QUOTED TEXT
>>>>>

WIND ENERGY IS CLEAN Wind turbines emit no pollutants. A modern 600 kW wind turbine in an average location will annually displace 1,200 tonnes of carbon dioxide from other electricity sources, i.e. usually coal fired power stations. The energy produced by a wind turbine throughout its 20 year lifetime (in an average location) is eighty times larger than the amount of energy used to build, maintain, operate, dismantle, and scrapping it again. In other words, on average it takes only two to three months for a wind turbine to recover all the energy required to build and operate it. WIND ENERGY IS ABUNDANT The energy in the wind is a truly sustainable resource. Wind will not run out. Already, wind energy is covering 7 per cent of Danish electricity consumption, a figure which will increase to at least 10 per cent by

2005. The wind resources above the shallow waters in the seas around Europe could theoretically provide all of Europe’s electricity supplies several times over. WIND ENERGY MAKES A DIFFERENCE Wind Turbines have grown dramatically in size and power output. A typical Danish wind turbine of 1980 vintage had a 26 kW generator and a rotor diameter of 10.5 metres. A modern wind turbine has a rotor diameter of 43 metres and a 600 kW generator. It will produce between 1 and 2 million kilowatt hours in a year. This is equivalent to the annual electricity consumption of 300 to 500 European households. The latest generation of wind turbines has a 1,000-1,500 kW generator and a 50-64 metre rotor diameter. Europe’s largest wind park in Carno, Wales produces the equivalent of the electricity consumption of 20,000 homes. In Europe more than 3,000 megawatts of wind power is online as of 1997, covering the average domestic electricity consumption of five million people.

<<<<<

RECORD EXTRACTS

>>>>>

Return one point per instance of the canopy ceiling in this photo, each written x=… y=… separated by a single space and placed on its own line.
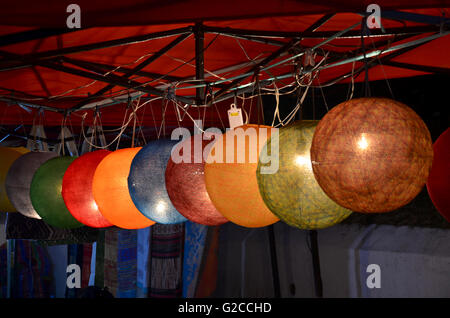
x=185 y=49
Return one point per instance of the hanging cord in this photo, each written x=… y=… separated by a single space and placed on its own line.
x=134 y=122
x=63 y=125
x=259 y=101
x=366 y=67
x=323 y=95
x=382 y=68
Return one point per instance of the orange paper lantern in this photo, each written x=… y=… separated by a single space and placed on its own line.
x=230 y=176
x=77 y=189
x=185 y=184
x=371 y=155
x=110 y=190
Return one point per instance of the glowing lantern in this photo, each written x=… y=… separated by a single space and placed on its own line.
x=110 y=190
x=18 y=181
x=77 y=189
x=371 y=155
x=185 y=183
x=7 y=157
x=45 y=193
x=292 y=193
x=230 y=176
x=147 y=182
x=438 y=184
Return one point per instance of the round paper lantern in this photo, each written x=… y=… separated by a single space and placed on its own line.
x=77 y=189
x=438 y=184
x=45 y=193
x=7 y=157
x=230 y=176
x=371 y=155
x=18 y=181
x=185 y=183
x=110 y=190
x=292 y=193
x=147 y=182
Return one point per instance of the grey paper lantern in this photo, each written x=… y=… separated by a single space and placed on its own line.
x=18 y=181
x=147 y=186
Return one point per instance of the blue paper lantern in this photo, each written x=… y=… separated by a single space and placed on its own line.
x=147 y=185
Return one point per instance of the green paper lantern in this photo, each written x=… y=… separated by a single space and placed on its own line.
x=292 y=192
x=46 y=196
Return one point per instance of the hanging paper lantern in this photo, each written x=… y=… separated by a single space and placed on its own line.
x=185 y=183
x=292 y=193
x=147 y=182
x=371 y=154
x=45 y=193
x=438 y=184
x=18 y=181
x=230 y=176
x=110 y=190
x=7 y=157
x=77 y=189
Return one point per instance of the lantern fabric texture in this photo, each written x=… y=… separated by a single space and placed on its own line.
x=7 y=157
x=230 y=176
x=185 y=183
x=18 y=181
x=438 y=184
x=77 y=189
x=371 y=155
x=110 y=190
x=292 y=193
x=147 y=185
x=45 y=193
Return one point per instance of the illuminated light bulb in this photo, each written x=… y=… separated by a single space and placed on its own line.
x=302 y=161
x=362 y=143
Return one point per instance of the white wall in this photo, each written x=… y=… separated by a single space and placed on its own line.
x=414 y=262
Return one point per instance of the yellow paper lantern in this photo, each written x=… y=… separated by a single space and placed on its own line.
x=230 y=176
x=110 y=190
x=7 y=157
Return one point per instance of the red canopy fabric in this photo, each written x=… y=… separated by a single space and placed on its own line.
x=30 y=83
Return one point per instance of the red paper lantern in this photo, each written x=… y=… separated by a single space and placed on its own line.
x=438 y=184
x=185 y=184
x=371 y=155
x=77 y=189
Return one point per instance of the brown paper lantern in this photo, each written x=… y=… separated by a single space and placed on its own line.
x=438 y=183
x=232 y=186
x=371 y=155
x=185 y=184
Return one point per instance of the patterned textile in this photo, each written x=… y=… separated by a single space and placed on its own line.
x=208 y=273
x=86 y=265
x=143 y=262
x=3 y=271
x=166 y=260
x=22 y=227
x=194 y=243
x=126 y=263
x=32 y=272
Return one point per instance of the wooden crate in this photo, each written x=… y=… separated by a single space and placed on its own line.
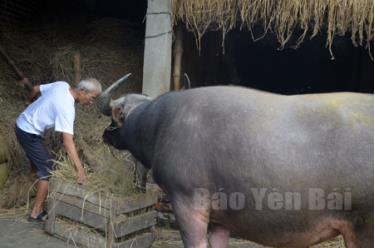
x=99 y=220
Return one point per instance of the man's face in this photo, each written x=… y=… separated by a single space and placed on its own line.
x=87 y=98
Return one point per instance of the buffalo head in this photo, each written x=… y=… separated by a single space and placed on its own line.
x=119 y=109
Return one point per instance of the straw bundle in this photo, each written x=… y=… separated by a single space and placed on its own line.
x=336 y=17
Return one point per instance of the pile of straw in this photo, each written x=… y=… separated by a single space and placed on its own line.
x=336 y=17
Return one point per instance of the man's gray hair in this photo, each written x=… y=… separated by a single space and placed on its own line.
x=89 y=85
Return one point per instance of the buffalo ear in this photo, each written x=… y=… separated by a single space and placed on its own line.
x=118 y=115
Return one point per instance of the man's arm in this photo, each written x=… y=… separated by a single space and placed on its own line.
x=34 y=94
x=72 y=153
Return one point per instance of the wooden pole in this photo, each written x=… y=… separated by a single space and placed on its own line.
x=178 y=51
x=77 y=67
x=24 y=81
x=158 y=48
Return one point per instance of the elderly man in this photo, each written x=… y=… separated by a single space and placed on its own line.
x=53 y=109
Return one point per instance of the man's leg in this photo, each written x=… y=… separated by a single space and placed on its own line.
x=41 y=194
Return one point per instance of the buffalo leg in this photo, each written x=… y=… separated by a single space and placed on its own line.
x=141 y=176
x=192 y=222
x=219 y=237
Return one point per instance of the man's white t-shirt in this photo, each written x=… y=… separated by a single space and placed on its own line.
x=54 y=108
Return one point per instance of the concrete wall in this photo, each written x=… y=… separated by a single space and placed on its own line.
x=158 y=48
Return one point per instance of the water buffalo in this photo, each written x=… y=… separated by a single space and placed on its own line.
x=283 y=171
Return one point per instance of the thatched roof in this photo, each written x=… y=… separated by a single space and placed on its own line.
x=281 y=17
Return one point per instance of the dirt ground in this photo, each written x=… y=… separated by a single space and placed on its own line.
x=20 y=233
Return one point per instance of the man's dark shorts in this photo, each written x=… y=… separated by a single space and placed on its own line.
x=36 y=152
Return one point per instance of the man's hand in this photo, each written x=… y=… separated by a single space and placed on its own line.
x=81 y=176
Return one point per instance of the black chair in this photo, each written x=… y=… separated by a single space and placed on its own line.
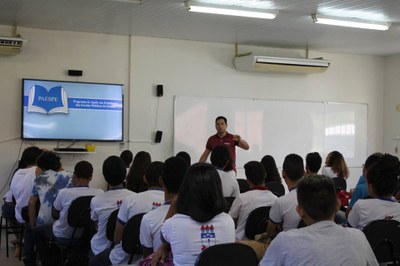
x=276 y=187
x=112 y=220
x=340 y=183
x=130 y=237
x=301 y=224
x=257 y=221
x=243 y=185
x=229 y=201
x=78 y=218
x=11 y=230
x=384 y=238
x=231 y=254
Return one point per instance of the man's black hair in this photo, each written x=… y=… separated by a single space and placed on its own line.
x=221 y=158
x=314 y=161
x=153 y=173
x=48 y=160
x=384 y=175
x=127 y=157
x=221 y=117
x=200 y=195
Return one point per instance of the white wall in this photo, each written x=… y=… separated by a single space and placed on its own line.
x=184 y=68
x=391 y=100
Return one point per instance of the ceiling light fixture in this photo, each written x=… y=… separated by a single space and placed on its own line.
x=354 y=23
x=230 y=10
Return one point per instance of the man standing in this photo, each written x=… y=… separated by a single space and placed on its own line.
x=224 y=138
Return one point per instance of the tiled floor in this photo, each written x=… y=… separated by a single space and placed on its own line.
x=11 y=260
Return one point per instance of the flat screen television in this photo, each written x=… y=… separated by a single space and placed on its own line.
x=64 y=110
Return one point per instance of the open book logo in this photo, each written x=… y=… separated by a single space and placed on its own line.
x=47 y=102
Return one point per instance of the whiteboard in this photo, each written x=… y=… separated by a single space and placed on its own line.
x=273 y=127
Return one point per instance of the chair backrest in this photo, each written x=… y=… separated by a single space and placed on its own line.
x=243 y=185
x=257 y=221
x=79 y=218
x=231 y=254
x=384 y=238
x=276 y=187
x=112 y=220
x=229 y=201
x=130 y=236
x=25 y=211
x=79 y=212
x=340 y=183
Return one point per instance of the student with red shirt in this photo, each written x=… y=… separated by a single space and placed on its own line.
x=225 y=138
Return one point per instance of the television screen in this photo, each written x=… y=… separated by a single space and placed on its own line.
x=64 y=110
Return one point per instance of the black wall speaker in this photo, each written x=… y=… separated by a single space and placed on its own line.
x=160 y=90
x=158 y=137
x=75 y=73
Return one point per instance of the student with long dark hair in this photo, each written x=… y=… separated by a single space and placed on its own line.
x=200 y=220
x=382 y=179
x=134 y=179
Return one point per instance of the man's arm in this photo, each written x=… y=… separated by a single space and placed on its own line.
x=32 y=210
x=241 y=142
x=204 y=156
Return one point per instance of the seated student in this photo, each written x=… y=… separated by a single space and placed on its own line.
x=45 y=189
x=361 y=190
x=382 y=178
x=335 y=166
x=200 y=221
x=83 y=174
x=284 y=209
x=137 y=203
x=134 y=179
x=127 y=158
x=322 y=242
x=150 y=227
x=257 y=197
x=313 y=163
x=221 y=159
x=114 y=172
x=271 y=171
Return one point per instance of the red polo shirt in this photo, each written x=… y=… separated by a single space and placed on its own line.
x=227 y=140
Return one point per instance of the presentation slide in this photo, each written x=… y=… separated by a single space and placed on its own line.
x=62 y=110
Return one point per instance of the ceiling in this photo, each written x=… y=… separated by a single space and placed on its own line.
x=293 y=27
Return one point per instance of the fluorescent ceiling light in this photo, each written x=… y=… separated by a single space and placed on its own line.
x=230 y=10
x=354 y=23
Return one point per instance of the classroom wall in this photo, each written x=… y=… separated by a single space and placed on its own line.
x=391 y=100
x=184 y=68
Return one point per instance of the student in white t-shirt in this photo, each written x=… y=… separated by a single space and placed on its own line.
x=322 y=242
x=200 y=221
x=259 y=196
x=222 y=160
x=137 y=203
x=382 y=179
x=283 y=214
x=114 y=172
x=150 y=228
x=313 y=163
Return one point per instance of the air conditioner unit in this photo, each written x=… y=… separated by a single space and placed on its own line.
x=10 y=46
x=280 y=64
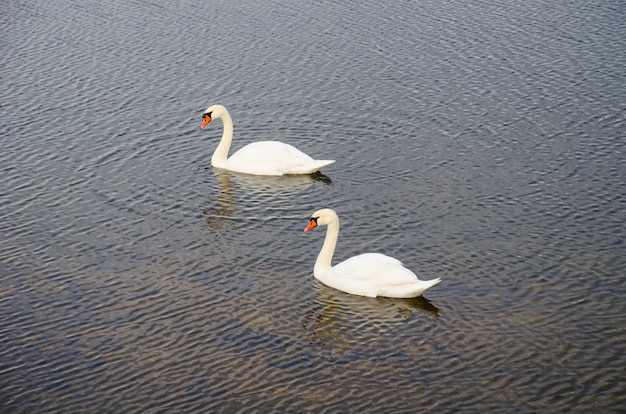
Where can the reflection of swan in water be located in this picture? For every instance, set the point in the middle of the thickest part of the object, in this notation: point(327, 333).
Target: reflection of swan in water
point(255, 190)
point(258, 158)
point(337, 315)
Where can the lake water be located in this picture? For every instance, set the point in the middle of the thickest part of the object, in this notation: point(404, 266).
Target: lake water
point(483, 142)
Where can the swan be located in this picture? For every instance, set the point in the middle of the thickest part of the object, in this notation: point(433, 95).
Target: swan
point(368, 274)
point(258, 158)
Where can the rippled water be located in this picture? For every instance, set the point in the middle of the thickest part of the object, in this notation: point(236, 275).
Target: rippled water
point(482, 142)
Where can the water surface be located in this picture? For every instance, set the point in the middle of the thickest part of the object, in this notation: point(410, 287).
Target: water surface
point(479, 142)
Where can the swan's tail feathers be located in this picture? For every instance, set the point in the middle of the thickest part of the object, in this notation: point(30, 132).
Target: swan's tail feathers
point(319, 164)
point(311, 167)
point(421, 287)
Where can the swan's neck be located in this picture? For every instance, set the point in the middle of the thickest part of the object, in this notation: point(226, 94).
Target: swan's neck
point(324, 260)
point(221, 152)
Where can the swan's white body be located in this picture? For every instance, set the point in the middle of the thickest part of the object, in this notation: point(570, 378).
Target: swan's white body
point(259, 158)
point(368, 274)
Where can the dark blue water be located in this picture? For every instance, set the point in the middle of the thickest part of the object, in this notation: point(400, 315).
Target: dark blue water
point(481, 142)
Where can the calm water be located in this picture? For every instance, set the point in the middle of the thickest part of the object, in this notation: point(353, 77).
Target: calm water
point(482, 142)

<<<<<

REQUESTS
(1) According to the wind energy text, how many tonnes of carbon dioxide does a modern 600 kW wind turbine in an average location displace each year?
(2) Restate the paragraph of the wind energy text that begins "Wind turbines emit no pollutants" as a short bulleted list, keeping its main facts.
The lines after the text play no part in this work.

WRITTEN RESPONSES
(1) It displaces 1,200 tonnes of carbon dioxide a year.

(2)
- Wind turbines emit no pollutants.
- In an average location, a modern 600 kW turbine displaces 1,200 tonnes of carbon dioxide a year from other electricity sources, usually coal-fired power stations.
- Over its 20-year lifetime, a turbine in an average location produces eighty times the energy used to build, maintain, operate, dismantle and scrap it.
- On average, a turbine recovers all the energy needed to build and operate it in only two to three months.